Do this ▸ In the forum post below about taming two cockatiel mates, how old were the birds when the poster got them?

# Taming Two Cockatiel Mates



## claypokemon (Sep 5, 2017)

Hi there, first time poster desperate for some advice.

Like most people I didn't do enough research before getting my birds. Me and my boyfriend really wanted a cockatiel, since his grand mother had one that was very friendly, we spend months waiting for someone to sell them as we had no pet shop or rescue centres close to us, and then we saw a post of two with a cage for a very good price. BUT they were mates and probably there only interaction to humans was of them taking there baby bird away.

I simply didn't ask the enough questions, as all the taming videos online seemed to make it look very simple, and I had no idea that the birds being partners would make it a million times harder for them to be tamed. I had no idea I was buying them from breeders who only used them so they could get a baby bird to hand tame from birth inside. while the parents stayed outside in a shed in a small cage.

But anyway, I got them when they where about a year and a half old and I've had them for about 9 or 10 months and progress has been VERY slow. They got a nice big cage, lots of toys, they both play and sing, they're out the cage every single day and fly too. And they're gorgeous.

But still no progress with being able to pet or stand on my finger. And I'm worried that I will never be able to touch them which would be very disappointing. I start by putting my hand on the cage and tried to keep to a schedule but it never worked out I found it better to just do a bit when ever I can everyday. I make sure not to stare directly at them. I've now began holding mullet up to them and most of the time they'll eat it, I've tried holding it in a way that makes them have to get quite close to my hand, and even if they accidentally touch me they'll get startled and immediately move away. They never freak out and fly around the room, they're thankfully very comfortable out of the cage. But I seem to only be able to feed them mullet and nothing else. And I've been doing so for a very long time and they just don't seem to want to bond any further with me. Is there any hope? I was so disappointed I even researched flooding or separating them but that just seems far too cruel.

Data shown ▸
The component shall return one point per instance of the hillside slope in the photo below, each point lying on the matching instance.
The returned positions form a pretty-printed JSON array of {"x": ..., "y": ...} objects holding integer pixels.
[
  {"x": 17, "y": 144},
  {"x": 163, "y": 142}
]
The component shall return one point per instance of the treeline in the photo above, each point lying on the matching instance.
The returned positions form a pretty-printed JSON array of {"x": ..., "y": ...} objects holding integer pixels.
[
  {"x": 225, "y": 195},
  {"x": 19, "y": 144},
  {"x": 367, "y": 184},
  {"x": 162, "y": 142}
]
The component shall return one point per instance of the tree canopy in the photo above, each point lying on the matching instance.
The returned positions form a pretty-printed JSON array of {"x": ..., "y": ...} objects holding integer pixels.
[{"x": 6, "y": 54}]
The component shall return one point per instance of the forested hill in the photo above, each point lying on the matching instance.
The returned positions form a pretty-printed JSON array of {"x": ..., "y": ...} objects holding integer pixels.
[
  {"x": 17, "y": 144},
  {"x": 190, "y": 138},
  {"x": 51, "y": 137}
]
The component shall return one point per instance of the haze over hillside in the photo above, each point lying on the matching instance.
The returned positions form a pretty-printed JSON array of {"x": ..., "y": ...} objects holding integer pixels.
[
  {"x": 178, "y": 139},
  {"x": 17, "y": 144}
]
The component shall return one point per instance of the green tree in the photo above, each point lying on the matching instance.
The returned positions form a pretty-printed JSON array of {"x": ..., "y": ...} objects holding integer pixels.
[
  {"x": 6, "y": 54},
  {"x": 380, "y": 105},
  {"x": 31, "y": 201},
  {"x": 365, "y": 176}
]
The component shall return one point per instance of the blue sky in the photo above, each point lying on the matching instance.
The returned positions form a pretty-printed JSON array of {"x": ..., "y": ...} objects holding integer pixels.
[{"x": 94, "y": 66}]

Task answer ▸ About a year and a half old.